§ **Texto fornecido**
<<<<

Ouvido na Comissão Parlamentar de Inquérito (CPI), que investiga alegadas falhas do Governo na gestão da pandemia de covid-19, Luís Miranda relatou que o Presidente do Brasil, Jair Bolsonaro, desconfiava da atuação de um deputado em torno das pressões no Ministério da Saúde em favor da vacina da empresa indiana Bharat Biotech.
Após várias horas a ser pressionado por senadores que integram a CPI, para indicar o nome da pessoa citada por Bolsonaro, Luis Miranda, que integra a base de apoio do Governo, cedeu e indicou Ricardo Barros.
"O Presidente entendeu a gravidade. Olhando nos meus olhos, ele falou: 'Isso é grave'. Não me recordo do nome do parlamentar, mas ele até citou um nome para mim, dizendo: 'Isso é coisa de fulano'. E falou: 'Vou acionar o Diretor-Geral da Polícia Federal, porque, de facto, isso é muito grave'", começou por relatar Luis Miranda.

>>>>

§ **Exercícios**
1. Extraia do texto sobre o depoimento de Luís Miranda na CPI o trecho que começa nas palavras "Ouvido na Comissão" e termina depois de "indicou Ricardo Barros.".
2. Resuma em duas frases o texto sobre o depoimento de Luís Miranda na CPI.
Os registos seguintes provêm de uma fonte distinta.

§ **Registos fornecidos**
<<<<

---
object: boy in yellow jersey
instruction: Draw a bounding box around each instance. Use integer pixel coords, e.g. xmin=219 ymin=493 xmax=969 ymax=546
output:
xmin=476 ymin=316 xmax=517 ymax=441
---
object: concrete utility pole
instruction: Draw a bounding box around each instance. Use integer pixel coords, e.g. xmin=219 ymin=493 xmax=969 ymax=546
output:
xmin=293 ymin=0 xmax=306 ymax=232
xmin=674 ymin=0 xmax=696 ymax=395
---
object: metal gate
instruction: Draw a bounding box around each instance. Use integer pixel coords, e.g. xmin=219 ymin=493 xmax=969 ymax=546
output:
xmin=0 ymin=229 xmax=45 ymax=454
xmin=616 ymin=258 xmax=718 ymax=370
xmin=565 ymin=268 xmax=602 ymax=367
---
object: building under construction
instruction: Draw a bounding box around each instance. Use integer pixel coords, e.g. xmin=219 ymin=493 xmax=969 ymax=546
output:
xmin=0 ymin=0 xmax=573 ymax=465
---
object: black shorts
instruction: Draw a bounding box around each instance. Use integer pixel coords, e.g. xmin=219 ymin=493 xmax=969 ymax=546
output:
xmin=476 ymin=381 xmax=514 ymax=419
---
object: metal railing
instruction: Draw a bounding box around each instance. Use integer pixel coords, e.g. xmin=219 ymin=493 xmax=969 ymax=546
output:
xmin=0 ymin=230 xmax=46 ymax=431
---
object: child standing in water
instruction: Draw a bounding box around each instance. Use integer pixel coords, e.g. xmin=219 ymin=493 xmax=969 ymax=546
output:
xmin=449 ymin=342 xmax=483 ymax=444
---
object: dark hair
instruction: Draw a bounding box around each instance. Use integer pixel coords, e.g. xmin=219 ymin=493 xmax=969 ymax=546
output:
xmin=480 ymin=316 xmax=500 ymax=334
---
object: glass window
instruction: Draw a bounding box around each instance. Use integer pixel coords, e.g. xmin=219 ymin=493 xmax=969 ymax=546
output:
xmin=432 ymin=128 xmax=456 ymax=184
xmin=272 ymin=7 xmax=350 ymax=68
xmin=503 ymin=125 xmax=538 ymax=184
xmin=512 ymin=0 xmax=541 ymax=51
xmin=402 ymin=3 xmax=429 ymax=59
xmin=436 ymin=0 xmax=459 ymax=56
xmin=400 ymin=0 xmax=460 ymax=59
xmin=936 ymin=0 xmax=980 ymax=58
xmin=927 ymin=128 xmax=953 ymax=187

>>>>

§ **Respostas por ordem**
1.
Ouvido na Comissão Parlamentar de Inquérito (CPI), que investiga alegadas falhas do Governo na gestão da pandemia de covid-19, Luís Miranda relatou que o Presidente do Brasil, Jair Bolsonaro, desconfiava da atuação de um deputado em torno das pressões no Ministério da Saúde em favor da vacina da empresa indiana Bharat Biotech.
Após várias horas a ser pressionado por senadores que integram a CPI, para indicar o nome da pessoa citada por Bolsonaro, Luis Miranda, que integra a base de apoio do Governo, cedeu e indicou Ricardo Barros.

2. Ouvido na CPI que investiga alegadas falhas do Governo na gestão da pandemia de covid-19, Luís Miranda relatou que Jair Bolsonaro desconfiava da atuação de um deputado nas pressões no Ministério da Saúde a favor da vacina da Bharat Biotech. Após várias horas de pressão dos senadores, indicou Ricardo Barros como o nome citado pelo Presidente, que, segundo o seu relato, considerou o caso grave e disse que acionaria o Diretor-Geral da Polícia Federal.